• **SUPPLIED MATERIAL**:
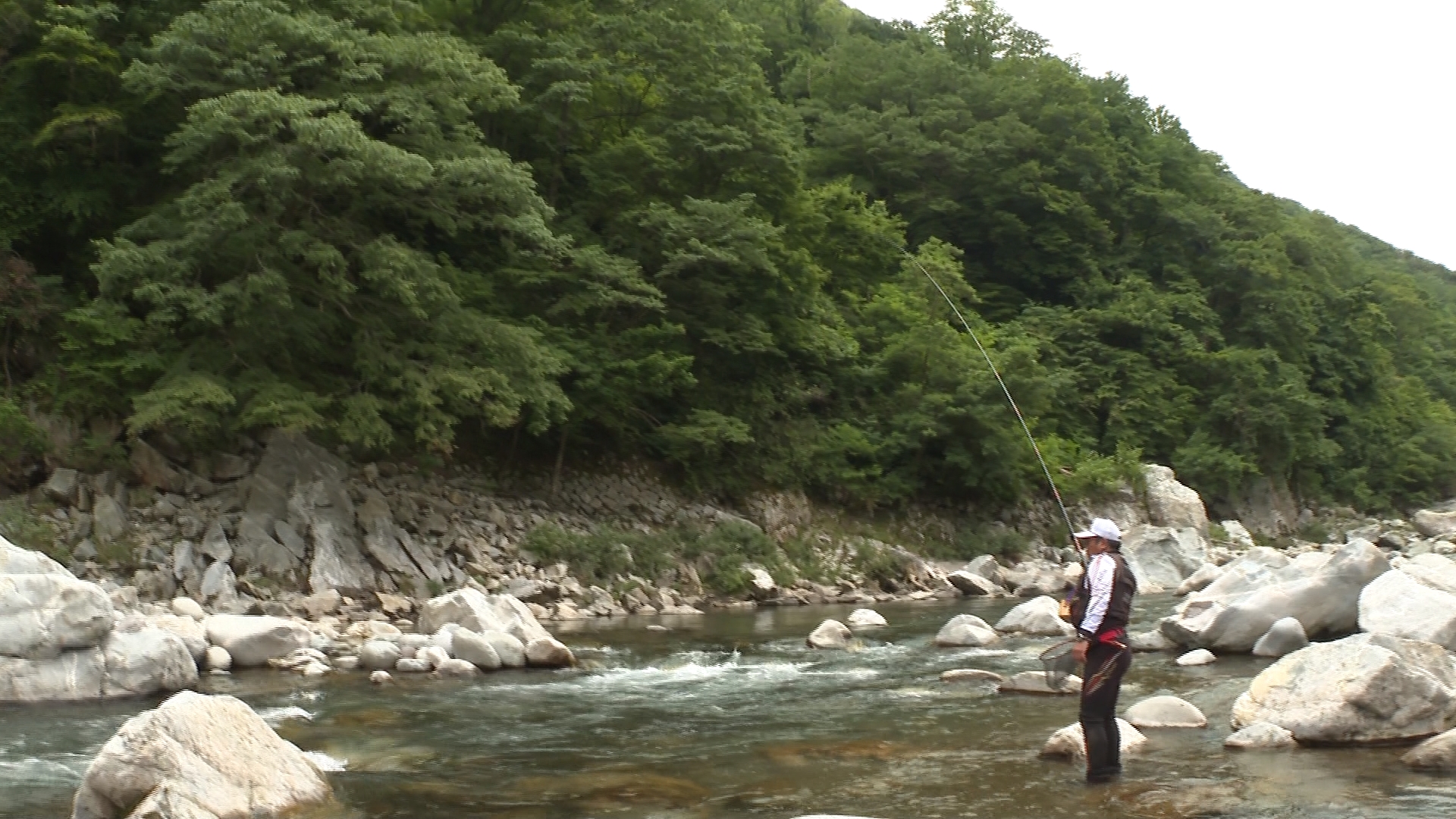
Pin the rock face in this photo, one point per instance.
(1438, 752)
(1401, 605)
(254, 640)
(1285, 637)
(830, 634)
(1036, 617)
(965, 630)
(44, 614)
(1166, 713)
(1163, 557)
(1172, 504)
(1323, 592)
(1069, 744)
(1359, 689)
(199, 757)
(1260, 735)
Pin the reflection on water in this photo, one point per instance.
(733, 716)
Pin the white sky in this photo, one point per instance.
(1345, 107)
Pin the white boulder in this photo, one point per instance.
(1260, 735)
(1360, 689)
(1285, 637)
(965, 630)
(1071, 744)
(210, 755)
(254, 640)
(1036, 617)
(830, 634)
(1318, 589)
(1166, 713)
(867, 618)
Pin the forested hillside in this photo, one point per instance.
(545, 229)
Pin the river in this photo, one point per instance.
(730, 714)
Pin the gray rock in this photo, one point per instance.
(1260, 735)
(1163, 557)
(379, 654)
(1171, 503)
(210, 755)
(973, 585)
(1036, 617)
(965, 630)
(475, 649)
(61, 487)
(145, 662)
(1285, 637)
(830, 634)
(14, 560)
(1360, 689)
(1166, 713)
(1200, 579)
(254, 640)
(108, 521)
(42, 615)
(1241, 607)
(548, 653)
(74, 675)
(1438, 754)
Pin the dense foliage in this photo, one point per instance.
(676, 231)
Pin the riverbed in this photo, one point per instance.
(730, 714)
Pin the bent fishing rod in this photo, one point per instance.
(1009, 400)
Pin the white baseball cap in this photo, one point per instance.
(1101, 528)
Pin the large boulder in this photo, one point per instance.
(1163, 557)
(74, 675)
(44, 614)
(1360, 689)
(1285, 637)
(830, 634)
(481, 613)
(1438, 752)
(199, 757)
(1166, 713)
(1401, 605)
(965, 630)
(1036, 617)
(254, 640)
(1320, 591)
(146, 662)
(1171, 503)
(1071, 744)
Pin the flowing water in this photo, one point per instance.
(730, 714)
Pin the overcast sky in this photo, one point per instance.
(1345, 107)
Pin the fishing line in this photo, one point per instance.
(1009, 400)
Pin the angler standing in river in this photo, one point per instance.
(1100, 613)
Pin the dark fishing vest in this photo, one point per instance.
(1120, 608)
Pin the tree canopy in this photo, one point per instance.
(683, 232)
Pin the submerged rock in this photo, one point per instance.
(965, 630)
(1360, 689)
(199, 755)
(1036, 617)
(1260, 735)
(1166, 713)
(1071, 744)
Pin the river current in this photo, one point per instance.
(730, 714)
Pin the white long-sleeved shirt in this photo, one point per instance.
(1101, 572)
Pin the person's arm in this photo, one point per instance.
(1100, 577)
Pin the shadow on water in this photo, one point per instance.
(730, 714)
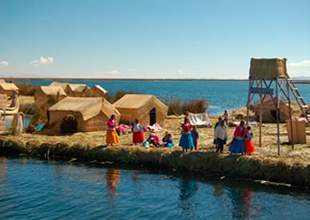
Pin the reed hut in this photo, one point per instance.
(76, 90)
(46, 96)
(73, 90)
(147, 108)
(8, 88)
(96, 91)
(269, 110)
(86, 113)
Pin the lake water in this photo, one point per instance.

• **TASK BRIEF**:
Although the records contain pictures, print only the rest, exactly as written.

• **YOUR SOLUTION**:
Pin the rock face in this photo, one point per instance.
(1438, 752)
(1401, 605)
(254, 640)
(1285, 637)
(830, 634)
(1036, 617)
(965, 630)
(44, 614)
(1166, 713)
(1163, 557)
(1172, 504)
(1323, 592)
(1069, 744)
(1359, 689)
(199, 757)
(1260, 735)
Pin the reflection on water in this photo, one point per instance.
(733, 716)
Pin the white sky in this photo, one point per instance.
(1345, 107)
Pin the white boulder in this photo, one point per instance.
(1260, 735)
(1360, 689)
(1285, 637)
(965, 630)
(1071, 744)
(210, 755)
(254, 640)
(1036, 617)
(830, 634)
(1318, 589)
(1166, 713)
(867, 618)
Pin the forested hillside in this photo, one point per instance.
(545, 229)
Pin the river in this photo, one point per instance.
(730, 714)
Pin the gray rock in this photo, one point per instance.
(1260, 735)
(1163, 557)
(379, 654)
(1171, 503)
(210, 755)
(973, 585)
(1036, 617)
(965, 630)
(475, 649)
(61, 487)
(145, 662)
(1285, 637)
(830, 634)
(14, 560)
(1360, 689)
(1166, 713)
(1200, 579)
(254, 640)
(108, 521)
(42, 615)
(1241, 607)
(548, 653)
(74, 675)
(1438, 754)
Pin the dense foliage in this photo, one point per instance.
(676, 231)
Pin the riverbed in this photo, one point per instance.
(730, 714)
Pin the bent fishing rod in this photo, one point per instance.
(1009, 400)
Pin the white baseball cap in this photo, one point per instance.
(1101, 528)
Pin the large boulder in this photo, one point per instance.
(1163, 557)
(74, 675)
(44, 614)
(1360, 689)
(1285, 637)
(830, 634)
(481, 613)
(1438, 752)
(199, 757)
(1166, 713)
(1401, 605)
(965, 630)
(1036, 617)
(254, 640)
(1320, 591)
(146, 662)
(1171, 503)
(1071, 744)
Pin the flowing water in this photo, one point per instance.
(730, 714)
Pin the overcast sky in this photo, one point per instance.
(1345, 107)
Pin the fishing line in this photo, one point per instance.
(1009, 400)
Pin the angler standing in river in this photo, one point per instance.
(1100, 613)
Pin the dark fishing vest in this photo, one point per instance.
(1120, 608)
Pin the tree canopy in this photo, one point per instance.
(683, 232)
Pin the submerged rock in this photo, one point per instance.
(965, 630)
(1360, 689)
(199, 755)
(1036, 617)
(1260, 735)
(1166, 713)
(1071, 744)
Pin the river current in this photo, one point per instance.
(730, 714)
Pin the white long-sleeved shirt in this photo, one point per instance.
(1101, 572)
Pin the person's arm in this photo, one point per instance.
(1100, 577)
Pin the shadow on water in this photo, one point per instance.
(730, 714)
Pin the reed hut in this photo, one point per instance.
(76, 90)
(46, 96)
(73, 90)
(147, 108)
(8, 88)
(96, 91)
(269, 110)
(86, 113)
Pin the lake water in this photo, one point per instance.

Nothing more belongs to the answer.